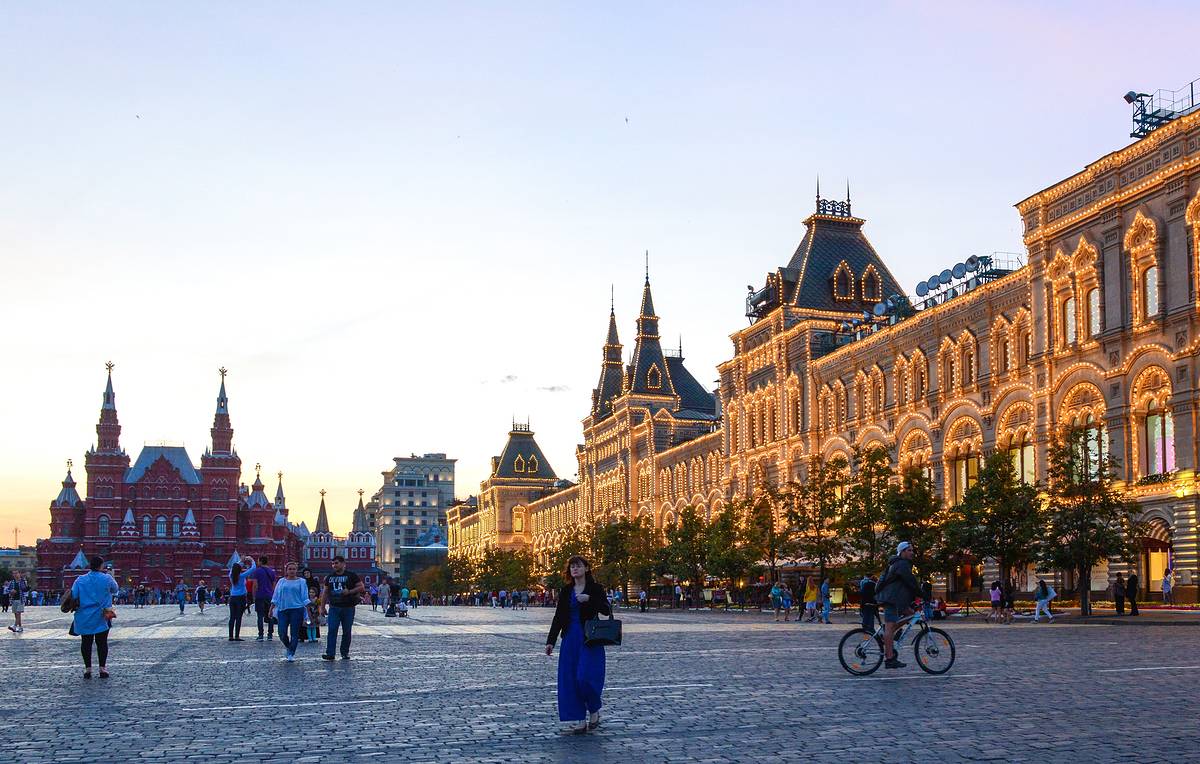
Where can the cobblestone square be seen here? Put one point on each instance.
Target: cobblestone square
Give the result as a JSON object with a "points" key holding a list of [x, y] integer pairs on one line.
{"points": [[455, 684]]}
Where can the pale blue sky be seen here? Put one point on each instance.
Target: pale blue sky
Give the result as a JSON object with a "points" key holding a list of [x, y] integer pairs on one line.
{"points": [[373, 214]]}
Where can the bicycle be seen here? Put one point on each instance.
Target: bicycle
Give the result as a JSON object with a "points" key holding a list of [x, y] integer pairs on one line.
{"points": [[861, 651]]}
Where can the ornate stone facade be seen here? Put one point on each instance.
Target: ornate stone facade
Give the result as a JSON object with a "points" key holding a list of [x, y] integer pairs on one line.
{"points": [[1098, 330]]}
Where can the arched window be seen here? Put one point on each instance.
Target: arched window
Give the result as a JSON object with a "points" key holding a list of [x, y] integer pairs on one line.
{"points": [[1091, 445], [1159, 435], [843, 288], [1020, 450], [1069, 334], [1150, 290], [871, 287], [1093, 312], [964, 471]]}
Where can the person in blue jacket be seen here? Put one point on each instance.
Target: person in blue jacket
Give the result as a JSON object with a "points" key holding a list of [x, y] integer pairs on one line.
{"points": [[94, 593]]}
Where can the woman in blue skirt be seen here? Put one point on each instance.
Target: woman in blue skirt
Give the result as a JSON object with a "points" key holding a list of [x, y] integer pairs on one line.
{"points": [[580, 666]]}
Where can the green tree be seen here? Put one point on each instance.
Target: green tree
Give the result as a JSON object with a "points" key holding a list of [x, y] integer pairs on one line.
{"points": [[915, 513], [771, 534], [729, 554], [863, 523], [461, 573], [814, 510], [1087, 518], [625, 552], [1000, 517], [576, 541], [685, 554]]}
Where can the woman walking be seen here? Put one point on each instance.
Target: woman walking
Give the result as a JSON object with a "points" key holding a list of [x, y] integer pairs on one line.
{"points": [[810, 599], [94, 594], [1043, 594], [996, 595], [288, 603], [238, 597], [581, 667]]}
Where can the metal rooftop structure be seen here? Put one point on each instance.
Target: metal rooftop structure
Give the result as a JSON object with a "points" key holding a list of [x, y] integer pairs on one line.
{"points": [[1151, 110]]}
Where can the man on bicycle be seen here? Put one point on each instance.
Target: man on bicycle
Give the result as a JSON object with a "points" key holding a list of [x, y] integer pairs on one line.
{"points": [[895, 591]]}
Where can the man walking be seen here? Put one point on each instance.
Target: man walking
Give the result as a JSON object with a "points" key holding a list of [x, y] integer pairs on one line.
{"points": [[339, 596], [868, 608], [264, 589], [1132, 593], [17, 589]]}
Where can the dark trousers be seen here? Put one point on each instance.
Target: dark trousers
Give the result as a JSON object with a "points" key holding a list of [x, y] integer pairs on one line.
{"points": [[340, 619], [237, 608], [869, 614], [263, 611], [291, 623], [101, 641]]}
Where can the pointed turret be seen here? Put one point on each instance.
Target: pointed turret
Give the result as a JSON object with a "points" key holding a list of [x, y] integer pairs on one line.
{"points": [[108, 429], [257, 498], [322, 517], [67, 497], [222, 431], [611, 372], [648, 372], [360, 517], [129, 525], [78, 563]]}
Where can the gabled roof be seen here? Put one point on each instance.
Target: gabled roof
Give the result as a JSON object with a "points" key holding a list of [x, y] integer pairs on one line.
{"points": [[829, 241], [648, 372], [67, 495], [522, 457], [691, 393], [175, 456]]}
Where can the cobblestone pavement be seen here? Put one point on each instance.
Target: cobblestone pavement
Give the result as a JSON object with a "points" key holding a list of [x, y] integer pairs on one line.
{"points": [[473, 685]]}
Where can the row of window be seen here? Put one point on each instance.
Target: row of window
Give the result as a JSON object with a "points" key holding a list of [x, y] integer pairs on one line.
{"points": [[103, 527]]}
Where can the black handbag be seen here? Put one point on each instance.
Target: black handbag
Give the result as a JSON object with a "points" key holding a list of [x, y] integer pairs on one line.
{"points": [[601, 631]]}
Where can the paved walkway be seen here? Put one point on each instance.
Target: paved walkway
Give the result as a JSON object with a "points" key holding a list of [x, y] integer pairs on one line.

- **Required task**
All of the records above must be copied exactly, except for the pictures.

- **Task response**
Where can the cobblestone square be seen here? Put one point on each instance.
Target: cobblestone square
Give the result as a JSON object with a "points" key holding a list of [x, y] integer pairs on one line.
{"points": [[455, 684]]}
Where can the pale blue sky be seen here? Put one point on each instance.
Target: pale blue sky
Give the result as a JSON object with a "points" key holding a list of [x, y] integer pairs on one line.
{"points": [[373, 214]]}
Where can the bicycle be seen here? Put one point on each instance.
Target: bicycle
Give the result as a JSON object with a "points" key holding a list of [x, y] integer pairs on one line.
{"points": [[861, 651]]}
Where can the ornate stone facade be seen here? Put one point on each instance.
Target: ornate stone facade
Give the result as a JSON object with a "points" key holding a list of [x, y] integer pairs on one line.
{"points": [[1098, 330]]}
Where can the arched window be seen here? Put one point on each instance.
Target: arched window
Give the result as a JSON object with a "points" key holding a list of [x, y] integer pairs on one line.
{"points": [[1091, 445], [1159, 435], [843, 288], [1020, 450], [1069, 334], [1150, 290], [871, 287], [1093, 312], [964, 471]]}
Where can the person in blue jacket be seen here? Put one point on each instance.
Target: person in blue jacket
Give the result as a JSON object with a "points" key holding a list of [x, y] integer pairs on one line.
{"points": [[94, 593]]}
Where can the woman in blue skirt be seen here? Put one point on each instance.
Target: woman in blue skirt
Give the result as a JSON object with a "points" key holding a list of [x, y] integer pairs on one line.
{"points": [[580, 666]]}
Where can the green tree be seen here? Put one point on each instance.
Target: green tree
Give the result as a JSON object with a "points" key holding a list of [x, y] integer pairs on one line.
{"points": [[915, 513], [771, 534], [729, 554], [863, 523], [461, 573], [814, 510], [1087, 518], [625, 552], [1000, 517], [576, 541], [685, 554]]}
Where can the woman walking be seen here? Put one point on each instance.
Target: woman walking
Give the result as a JSON object with a "points" key holding a list of [x, y] integer pairs on one line.
{"points": [[810, 599], [94, 594], [1043, 594], [996, 595], [288, 603], [238, 597], [581, 667]]}
Where can the metal rooftop structure be seen here? Put one point on each instance.
Target: metal rooftop structure
Give the result as a JSON object with a "points" key holding a list of [x, y] integer pairs on one line.
{"points": [[1151, 110]]}
Where can the man on bicycle be seen here? Put one point on each instance.
Target: man on bicycle
Give the result as a JSON object with a "points" key holding a list of [x, y] integer pairs on one line.
{"points": [[895, 591]]}
Where can the man walking be seen here? Put one point on each instance.
Target: man walking
Give the result as a JSON object with a "points" key holding a list of [x, y] integer pairs on one line.
{"points": [[339, 596], [868, 608], [264, 589], [1132, 593], [17, 589]]}
Where can the dark trousers be seen here? Put one point on each instance.
Target: dark trousers
Give the result as a JSON object with a "points" key holding a list of [x, y] integer pairs on one line.
{"points": [[340, 619], [237, 608], [869, 614], [263, 611], [291, 623], [101, 641]]}
Where can the pointed turret be seen here? Put one point on each instance.
Target: pointed turret
Give the result as a JSON object with a "points" key holding a list of [x, y] integer pairs on one line.
{"points": [[108, 429], [257, 498], [322, 517], [67, 497], [222, 431], [611, 372], [648, 372], [360, 517], [129, 525], [78, 563]]}
Where can the gabled roof be seen here? Put one point on each instance.
Target: gabled roof
Give the result as a JSON object with a "points" key holding a list of [x, y] integer pairs on one line.
{"points": [[829, 241], [648, 372], [67, 495], [522, 457], [691, 393], [175, 456]]}
Where can the cobblestone pavement be seen here? Put one point on each instance.
Target: cobblestone pavement
Give the result as a JSON object with a "points" key holding a list of [x, y] integer pairs on one line.
{"points": [[473, 685]]}
Where can the row of window be seen here? Put one point on each instance.
Target: row of window
Give the result as a JSON object with a "points" key holding a list of [x, y] integer pairs on one line.
{"points": [[103, 527]]}
Where can the black handbag be seen here? Put one point on each instance.
Target: black handbag
Give the result as a JSON object with a "points" key holding a list of [x, y] integer pairs on one line.
{"points": [[601, 631]]}
Where can the paved walkway be seen here? Put one point on each instance.
Target: paved walkway
Give the result as a JSON object with a "points" key holding a list of [x, y] integer pairs on one line.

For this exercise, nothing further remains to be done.